*OBJECTIF A*.
Recopiez toutes les lignes de chaque enregistrement, sans en omettre aucune, en ajoutant 50 à chaque coordonnée donnée en réponse. Ne reproduisez pas les images.

Sibelius lui-même nous met en garde contre cet analogisme, en recourant à... une analogie:
" If someone writes about my music and finds, let us say, a feeling of nature in it, all well and good. Let him say that, as long as we have it clear within ourselves, we do not become a part of the music's innermost sound and sense through analysis ... Compositions are like butterflies. Touch them even once and the dust of hue is gone. They can, of course, still fly, but are nowhere as beautiful ... "

Une des pièces les plus obsédantes, les plus secrètes, de l'histoire de la musique (pas moins), selon moi bien sûr, et quelques autres. La première fois que j'ai entendu ça, à la radio, j'avais 12 ans, par là. Je savais rien de ce morceau, ni qui l'avait écrit, ni quand, ni pourquoi, etc. Mais je sentais que dès la première note, il fallait que ça suive inexorablement son cours jusqu'à la dernière. Un pur bloc compact, minéral, une nappe phréatique, une fréquence souterraine, une géo-musique plane mais insondable. J'ai bien écouté Tapiola 500 fois, sans déconner. J'en ai toujours pas épuisé la substance.

Et voici, toujours selon moi, comment il faut jouer Tapiola, le juste tempo, la juste sonorité. Ne me demandez pas comment je le sais, je le sais, c'est tout, immémorialement, depuis mon cerveau reptilien, pour reprendre une métaphore foireuse.

Allez - et c'est un ordre -, interrompez toute activité et prenez 20 minutes de votre journée (multipliées par trois) pour écouter ce truc, ce monolithe stellaire, cette stèle monolithique...
 
 
Parmi la tripotée de très belles versions disponibles sur YT, j'en choisis donc 3, parce qu'il est toujours nécessaire d'écouter une pièce essentielle au moins 3 fois.

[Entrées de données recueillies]

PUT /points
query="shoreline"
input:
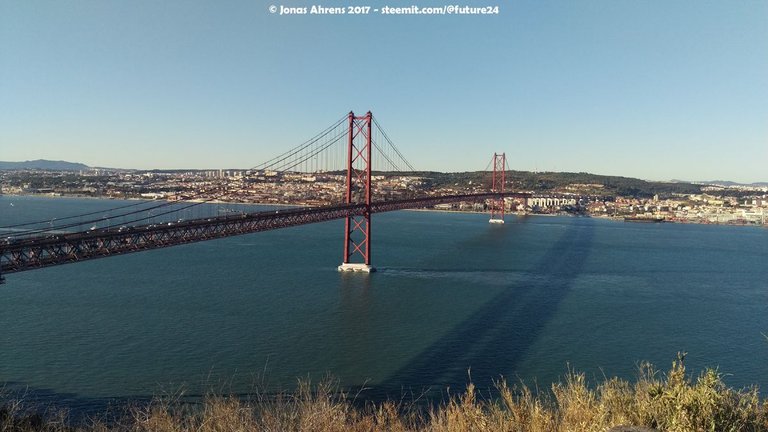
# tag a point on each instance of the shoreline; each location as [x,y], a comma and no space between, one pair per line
[433,210]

*OBJECTIF B*.
D'après l'article, quelles sont les réponses à ces questions ?
(i) À quoi Sibelius compare-t-il les compositions ?
(ii) Vers quel âge a eu lieu la première écoute du morceau à la radio ?
(iii) Combien de versions disponibles sur YT sont retenues ?

*RÉSULTAT A*.
PUT /points
query="shoreline"
input:
# tag a point on each instance of the shoreline; each location as [x,y], a comma and no space between, one pair per line
[483,260]

*RÉSULTAT B*.
(i) À des papillons.
(ii) Vers 12 ans.
(iii) 3.